## TEXT SECTION
-------

Skip to content

You Need Some External Data

Historically, organizations used analytics in situations where they had lots of internal data. The data was the outcome of well-structured, repetitive processes supported by transactional systems. If, for example, you had sold a lot of products at a lot of different prices, you could do pricing analytics on data in your order management system. If you’d hired a lot of people, you could do analytics on your hiring process, using data from your HR system. If you had done a lot of promotions, you could do analytics to understand which ones worked best using data from marketing systems.

However, there are many processes for which you don’t have lots of internal data. What if, for example, your company is planning to introduce a new product or service that is unlike any one you’ve ever brought to market? You are unlikely to have data on how such offerings fare in the marketplace. Many organizations, faced with such uncertainty, simply “go with their gut” and introduce the new product or service without data or analytics.

External Data to the Rescue

It doesn’t have to be that way, however. In circumstances where you have little or no internal data, there is likely to be some external data that will help you make a better decision. A whole host of external providers and curators of external data is available to you. Let me provide a couple of examples, and then I’ll tell you what I think you should do with external data.

I’ve been an advisor for many years to a company called Signals Analytics, which was founded by former Israeli military intelligence officers. They specialize in what might be called “important but infrequent” decisions about processes like innovation and new product development. They find and curate a wide variety of unstructured external information sources—social networks, blogs, online forums, competitor announcements, job listings, and so forth. Consumer products companies pursuing innovation projects, for example, get access to data and analytics to “understand consumer needs,” “uncover emerging trends,” and “assess early concepts.” Signals also helps companies with unstructured decision-making about marketing and strategy—two other areas where internal data are often hard to come by.

Companies are also increasingly interested in understanding demand and supply for their offerings, which often also requires external data. In my book The AI Advantage, I wrote about the air charter firm XOJET, which has over 1,300 private jets available for charter. XOJET once used a simple set of spreadsheet rules derived from internal data to set prices. Now, however, with help from the machine learning technology company Noodle.ai, XOJET creates models based on external data to assess supply and demand and price their charter trips. The external datasets include industry-wide flight activity and aircraft location to establish competitive supply, and data on major demand-driving events, seasonal patterns, and booking curve observations to predict demand. Upon installing the new algorithm, the company’s revenue per occupied flight rose 5%.

-------

Recorded data
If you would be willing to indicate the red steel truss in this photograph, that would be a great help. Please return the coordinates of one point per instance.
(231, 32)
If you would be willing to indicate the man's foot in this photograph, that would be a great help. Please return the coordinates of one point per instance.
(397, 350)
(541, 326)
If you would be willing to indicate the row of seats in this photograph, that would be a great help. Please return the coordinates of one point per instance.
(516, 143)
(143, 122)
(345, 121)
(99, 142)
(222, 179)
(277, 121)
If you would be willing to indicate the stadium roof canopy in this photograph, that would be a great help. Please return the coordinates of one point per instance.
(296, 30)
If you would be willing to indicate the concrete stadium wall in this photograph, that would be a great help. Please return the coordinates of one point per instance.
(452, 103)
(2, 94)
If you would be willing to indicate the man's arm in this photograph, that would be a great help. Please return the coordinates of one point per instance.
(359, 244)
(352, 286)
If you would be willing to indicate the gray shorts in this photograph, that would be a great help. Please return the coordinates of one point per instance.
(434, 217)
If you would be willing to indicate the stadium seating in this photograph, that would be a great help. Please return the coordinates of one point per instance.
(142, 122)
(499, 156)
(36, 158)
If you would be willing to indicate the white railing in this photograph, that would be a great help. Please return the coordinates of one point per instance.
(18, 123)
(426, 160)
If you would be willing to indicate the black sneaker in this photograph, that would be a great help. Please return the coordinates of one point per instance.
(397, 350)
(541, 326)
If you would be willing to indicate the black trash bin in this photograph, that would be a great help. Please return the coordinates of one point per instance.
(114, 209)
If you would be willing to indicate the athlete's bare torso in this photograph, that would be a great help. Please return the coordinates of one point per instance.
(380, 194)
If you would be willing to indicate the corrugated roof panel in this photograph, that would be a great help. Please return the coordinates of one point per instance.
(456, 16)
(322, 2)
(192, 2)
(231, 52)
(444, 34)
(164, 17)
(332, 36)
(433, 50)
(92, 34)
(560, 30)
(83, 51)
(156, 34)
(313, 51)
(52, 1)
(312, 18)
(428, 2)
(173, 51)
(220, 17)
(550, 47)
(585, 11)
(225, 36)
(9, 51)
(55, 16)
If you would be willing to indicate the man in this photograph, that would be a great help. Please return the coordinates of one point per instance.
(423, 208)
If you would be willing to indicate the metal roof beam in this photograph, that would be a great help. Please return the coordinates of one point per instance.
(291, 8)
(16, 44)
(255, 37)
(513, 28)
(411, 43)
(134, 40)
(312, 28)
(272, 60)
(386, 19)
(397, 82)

-------

## TO-DO LIST
• A. According to the external data article, by how much did XOJET's revenue per occupied flight rise after the new algorithm was installed?
• B. Extend the external data article from the point where it stops.

## THE ANSWERS
• A. It rose 5%.

• B.
How to Manage External Data

External data is unlike internal data in many ways, so it often needs to be managed with different methods. External data isn’t under an organization’s control, so it doesn’t make much sense to try to subdue it with tools like master data management. My view is that those top-down modeling tools don’t work all that well on internal data. But there is an alternative approach.

Catalogs, Not Models

Instead of creating a data model or set of master data management rules, they should create a catalog of their external data—a straightforward listing of what external data exists in the organization, where it resides, who’s responsible for it, and so forth. A catalog effort often reveals that both internal and external data are chaotic—duplicated, going under multiple names, old, expired, etc. It’s not easy to face up to all of the informational chaos that a cataloging effort can reveal. Perhaps needless to say, however, cataloging data is worth the trouble and initial shock at the outcome. A data catalog that lists what data the organization has or has access to, what it’s called, where it’s stored, who’s responsible for it, and other key metadata can easily be the most valuable information offering that an IT group or Chief Data Office can create.

Given that IT organizations have been more preoccupied with modeling the future than describing the present, enterprise vendors haven’t really addressed the catalog tool space to a significant degree. There are several catalog tools for individuals and small businesses, and several vendors of ETL (extract, transform, and load) tools have some cataloging capabilities built into their own tools. Some also tie a catalog to a data governance process, although in my experience, “governance” is right up there with “bureaucracy” as a term that makes many people wince.

At least a few data providers and vendors are actively pursuing catalog work, however. One company, Enigma, has created a catalog for public external data, for example. The company has compiled a set of public databases, and you can simply browse through its catalog (for free if you are an individual) and check out what data you can access and analyze. That’s a great model for what private enterprises should be developing, and I know of some companies (including Tamr, Informatica, Paxata, and Trifacta) that are developing tools to help companies develop their own catalogs for both internal and external data.

External Data People

Beyond an information catalog, organizations in ardent pursuit of external data are likely to need some human experts on the topic. Unfortunately, jobs involving finding, assessing, and wrangling external data are not common in our society. I’ve done some internet searching and found a few “external data analyst,” “external data coordinator,” and “external data specialist” roles, but you may have challenges staffing such positions. Universities don’t train people for them, so qualified candidates are probably going to be autodidacts.

The external data wranglers you do manage to hire will have some different responsibilities than the average data person. Since external data is often sold and bought in the marketplace, they’ll have to be knowledgeable about negotiating deals for it and reading licensing agreements. In a large company, it’s likely that multiple functions or business units will have bought the same data, so tracking down those redundant purchases is another important task. External data also often has quality problems—despite the fact that you’ve paid something for it—so managing data quality is another skill that your external data folks will need to possess.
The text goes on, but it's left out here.